AIM
Rescale the records from the line with "Reviewer note: confirm that every instance of the bird carries" through the end of the records, rewriting every line, requests included. Multiply each x and y coordinate in the answers by 0.35 and round to a whole number, with halves rounded up.

Source data

* * * *

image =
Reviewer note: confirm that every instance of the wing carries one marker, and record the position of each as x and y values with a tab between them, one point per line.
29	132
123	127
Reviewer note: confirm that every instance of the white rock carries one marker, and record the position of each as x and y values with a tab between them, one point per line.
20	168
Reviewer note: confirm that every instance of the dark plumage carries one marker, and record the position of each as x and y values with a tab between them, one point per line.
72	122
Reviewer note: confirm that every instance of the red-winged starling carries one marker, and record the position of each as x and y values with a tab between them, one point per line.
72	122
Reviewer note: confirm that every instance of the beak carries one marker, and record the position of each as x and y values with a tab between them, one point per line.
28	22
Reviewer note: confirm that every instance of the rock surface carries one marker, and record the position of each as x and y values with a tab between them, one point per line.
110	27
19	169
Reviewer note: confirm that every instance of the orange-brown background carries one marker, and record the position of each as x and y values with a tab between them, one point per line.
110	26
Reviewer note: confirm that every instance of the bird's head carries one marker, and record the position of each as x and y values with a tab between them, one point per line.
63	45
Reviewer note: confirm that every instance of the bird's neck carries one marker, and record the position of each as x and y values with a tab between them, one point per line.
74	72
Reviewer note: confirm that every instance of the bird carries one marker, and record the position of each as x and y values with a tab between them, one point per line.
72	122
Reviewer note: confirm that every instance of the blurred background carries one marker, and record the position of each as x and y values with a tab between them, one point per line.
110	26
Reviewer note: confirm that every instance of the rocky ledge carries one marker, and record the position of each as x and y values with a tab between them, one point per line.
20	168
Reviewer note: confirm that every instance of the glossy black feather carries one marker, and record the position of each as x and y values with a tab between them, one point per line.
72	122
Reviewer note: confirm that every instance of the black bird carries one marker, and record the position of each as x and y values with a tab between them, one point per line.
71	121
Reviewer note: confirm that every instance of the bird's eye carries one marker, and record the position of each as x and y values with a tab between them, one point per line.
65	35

* * * *

RESPONSE TO THE TASK
Reviewer note: confirm that every instance of the bird carries one marker, and record the position of each as x and y values with a tab between them, one point per line.
25	43
Reviewer note: confirm that every instance of the blurred background carries one marker, and record the position of each as x and y values with a tab between them, one point per line.
39	9
Reviewer note: confirm that every instance of the rocky ledge carries one marker, and record the position of each as x and y values with a tab between them, one point per line.
7	59
Reviewer note: confirm that every instance of the glossy black feather carries one marker, and record the position of each as x and y values with a tab between them, one point per line.
25	43
Reviewer note: confirm that every instance of the black bird carries one marker, and record the position of each as x and y values with a tab between them, one point per line.
25	42
Reviewer note: confirm that every instance of the bird's eye carries one marker, and record the position of each as x and y values with a tab between them, one point per line.
23	12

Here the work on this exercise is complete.